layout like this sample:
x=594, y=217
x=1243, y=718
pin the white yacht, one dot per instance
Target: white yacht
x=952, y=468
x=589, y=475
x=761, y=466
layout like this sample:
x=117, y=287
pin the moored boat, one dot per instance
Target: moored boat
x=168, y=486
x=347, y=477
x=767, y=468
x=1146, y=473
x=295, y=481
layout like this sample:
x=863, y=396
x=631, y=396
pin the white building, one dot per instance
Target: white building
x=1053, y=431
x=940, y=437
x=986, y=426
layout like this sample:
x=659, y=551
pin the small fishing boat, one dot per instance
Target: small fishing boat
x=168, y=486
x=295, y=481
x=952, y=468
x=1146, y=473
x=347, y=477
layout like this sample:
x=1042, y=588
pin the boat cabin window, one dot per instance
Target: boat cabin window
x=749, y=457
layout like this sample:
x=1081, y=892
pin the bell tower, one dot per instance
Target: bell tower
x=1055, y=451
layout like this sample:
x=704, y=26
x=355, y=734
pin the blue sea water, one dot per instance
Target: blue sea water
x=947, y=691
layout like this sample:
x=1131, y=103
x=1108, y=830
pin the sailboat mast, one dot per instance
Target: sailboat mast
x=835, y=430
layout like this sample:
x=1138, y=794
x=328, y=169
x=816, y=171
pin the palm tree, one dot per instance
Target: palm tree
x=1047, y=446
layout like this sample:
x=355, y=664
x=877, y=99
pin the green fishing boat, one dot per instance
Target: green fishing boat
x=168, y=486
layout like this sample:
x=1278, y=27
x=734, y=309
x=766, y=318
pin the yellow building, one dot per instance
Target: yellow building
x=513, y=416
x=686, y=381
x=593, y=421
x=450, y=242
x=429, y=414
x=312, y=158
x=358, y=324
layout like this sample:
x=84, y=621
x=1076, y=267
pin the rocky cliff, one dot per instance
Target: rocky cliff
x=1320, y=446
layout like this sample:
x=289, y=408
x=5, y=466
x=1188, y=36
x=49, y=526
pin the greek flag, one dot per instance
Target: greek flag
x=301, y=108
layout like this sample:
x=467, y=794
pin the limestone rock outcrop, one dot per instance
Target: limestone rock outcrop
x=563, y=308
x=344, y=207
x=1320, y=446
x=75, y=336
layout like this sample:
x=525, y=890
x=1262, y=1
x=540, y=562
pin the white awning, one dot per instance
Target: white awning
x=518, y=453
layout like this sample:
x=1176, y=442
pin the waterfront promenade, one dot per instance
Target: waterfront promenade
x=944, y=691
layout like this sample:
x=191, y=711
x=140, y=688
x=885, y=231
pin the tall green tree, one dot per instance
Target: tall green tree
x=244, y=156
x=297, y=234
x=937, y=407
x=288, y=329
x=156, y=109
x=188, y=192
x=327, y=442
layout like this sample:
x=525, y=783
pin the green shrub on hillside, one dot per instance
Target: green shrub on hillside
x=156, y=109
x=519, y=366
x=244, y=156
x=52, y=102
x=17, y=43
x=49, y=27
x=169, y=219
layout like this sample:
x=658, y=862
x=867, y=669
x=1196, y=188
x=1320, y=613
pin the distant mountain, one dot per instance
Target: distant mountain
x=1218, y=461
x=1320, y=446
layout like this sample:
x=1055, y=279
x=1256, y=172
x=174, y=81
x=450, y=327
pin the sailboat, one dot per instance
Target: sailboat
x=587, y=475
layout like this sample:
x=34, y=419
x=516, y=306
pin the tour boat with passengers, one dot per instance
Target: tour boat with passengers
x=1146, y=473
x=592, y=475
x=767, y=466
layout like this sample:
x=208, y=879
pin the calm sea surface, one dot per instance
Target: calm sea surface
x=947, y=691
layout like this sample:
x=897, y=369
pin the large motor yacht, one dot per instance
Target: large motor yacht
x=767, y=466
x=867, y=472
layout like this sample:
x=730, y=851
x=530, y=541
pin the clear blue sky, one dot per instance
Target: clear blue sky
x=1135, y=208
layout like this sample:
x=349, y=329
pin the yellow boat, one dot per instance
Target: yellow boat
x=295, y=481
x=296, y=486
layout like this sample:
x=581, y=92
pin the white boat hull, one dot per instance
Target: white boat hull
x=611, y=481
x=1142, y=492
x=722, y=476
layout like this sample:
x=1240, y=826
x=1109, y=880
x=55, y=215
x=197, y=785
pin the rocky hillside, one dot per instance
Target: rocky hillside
§ §
[Instruction]
Please swap "pin" for "mark" in the items, starting at the very first line and ending at the line that contains "x=301, y=108". Return only those lines, with everything else unchanged.

[Task response]
layout like this sample:
x=594, y=217
x=1243, y=718
mark the white yacht, one dot per instance
Target: white yacht
x=952, y=468
x=589, y=475
x=761, y=466
layout like this sample:
x=117, y=287
mark the moored boat, one dot per instance
Target: moored boat
x=168, y=486
x=347, y=477
x=767, y=468
x=1146, y=473
x=295, y=481
layout like this sample:
x=863, y=396
x=631, y=396
mark the white building, one dot per instance
Target: white building
x=1053, y=431
x=940, y=437
x=986, y=426
layout like this sample:
x=659, y=551
mark the small fishing boat, one dot per instance
Target: small fishing boat
x=168, y=486
x=295, y=481
x=952, y=468
x=1146, y=473
x=347, y=477
layout like this sample:
x=1042, y=588
mark the boat cabin window, one dot per instance
Target: boat cabin window
x=749, y=457
layout like this sample:
x=1081, y=892
mark the bell tower, one dot per instance
Target: bell tower
x=1055, y=451
layout like this sample:
x=704, y=26
x=355, y=734
mark the blue sea water, one dot per instance
Target: blue sea water
x=947, y=691
layout like this sample:
x=1131, y=103
x=1108, y=830
mark the sailboat mast, one dot per instance
Target: sailboat mast
x=835, y=430
layout like this sample:
x=1138, y=794
x=328, y=169
x=816, y=171
mark the palm tree, one dot per instance
Target: palm tree
x=1047, y=446
layout like this sample:
x=355, y=664
x=877, y=99
mark the green fishing boat, one dot per instance
Target: green fishing boat
x=168, y=486
layout like this sample:
x=1278, y=27
x=734, y=309
x=766, y=318
mark the yellow building, one dot per instance
Target: yellow building
x=513, y=416
x=686, y=381
x=593, y=421
x=450, y=242
x=429, y=414
x=312, y=158
x=358, y=324
layout like this sample:
x=84, y=621
x=1076, y=267
mark the rocky cliff, one dot per instance
Target: rocky cliff
x=1320, y=446
layout like this sample:
x=289, y=408
x=5, y=466
x=1188, y=36
x=49, y=526
mark the greek flag, one dot per instance
Target: greek flag
x=301, y=108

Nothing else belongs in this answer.